## Alıştırma görevi
Çocukların kahvaltısını anlatan metinde "Annelerimiz eskiden özellikle" sözlerinin geçtiği yerden başlayan ve "memleketin geleceği idik." sözlerinden sonra biten bölümü hiç değiştirmeden tekrar yazın.

Annelerimiz eskiden özellikle sabah kahvaltılarından çocuklarına; paça veya tarhana çorbası içirir, yanında haşlanmış veya yağda yumurta yedirir, ayrıca elimize zorla kuru üzüm, kuru incir veya ceviz tutuştururdu…
Bu da yetmez beslenme sepetlerini peynirinden meyvesine, salçalı ekmeğine varana kadar tıka basa doldururlardı.
Açıkçası biz çocuklar, kendimizi önemli hissederdik.
Önemliydik de…
Çünkü sadece annemizin evladı değil, memleketin geleceği idik.
Şimdi diyeceksiniz ki;
Bugün bu tarz bir kahvaltı oldukça pahalı bir iş!
Peşinen söyleyeyim, bunun maddiyatla bir ilgisi yok…
***
Şimdiki zamanda….
Hiçbir şey yemeden evden çıkanların sayısı az olmamakla birlikte; çocuklar genelde bir tost, bir mısır gevreği veya fırından ya da kantinden alınan poğaça ve simitle güne başlıyorlar.
Sanayi istihdamının yoğun olduğu toplumlarda kaçınılmaz bir durum bu aslında.
Anne ve baba işte…
Çocuklar okulda…
Sabah böyle bir beslenme ile okula giden çocuk, eve döndüğünde de bir sincap misali tek başına bir şeyler atıştırıyor.

## Veri içeriği
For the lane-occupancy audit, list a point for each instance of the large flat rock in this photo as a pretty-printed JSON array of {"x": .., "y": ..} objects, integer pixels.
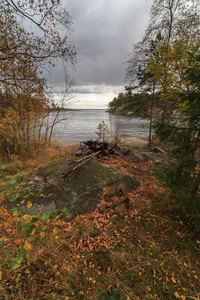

## Alıştırma sonucu
Annelerimiz eskiden özellikle sabah kahvaltılarından çocuklarına; paça veya tarhana çorbası içirir, yanında haşlanmış veya yağda yumurta yedirir, ayrıca elimize zorla kuru üzüm, kuru incir veya ceviz tutuştururdu…
Bu da yetmez beslenme sepetlerini peynirinden meyvesine, salçalı ekmeğine varana kadar tıka basa doldururlardı.
Açıkçası biz çocuklar, kendimizi önemli hissederdik.
Önemliydik de…
Çünkü sadece annemizin evladı değil, memleketin geleceği idik.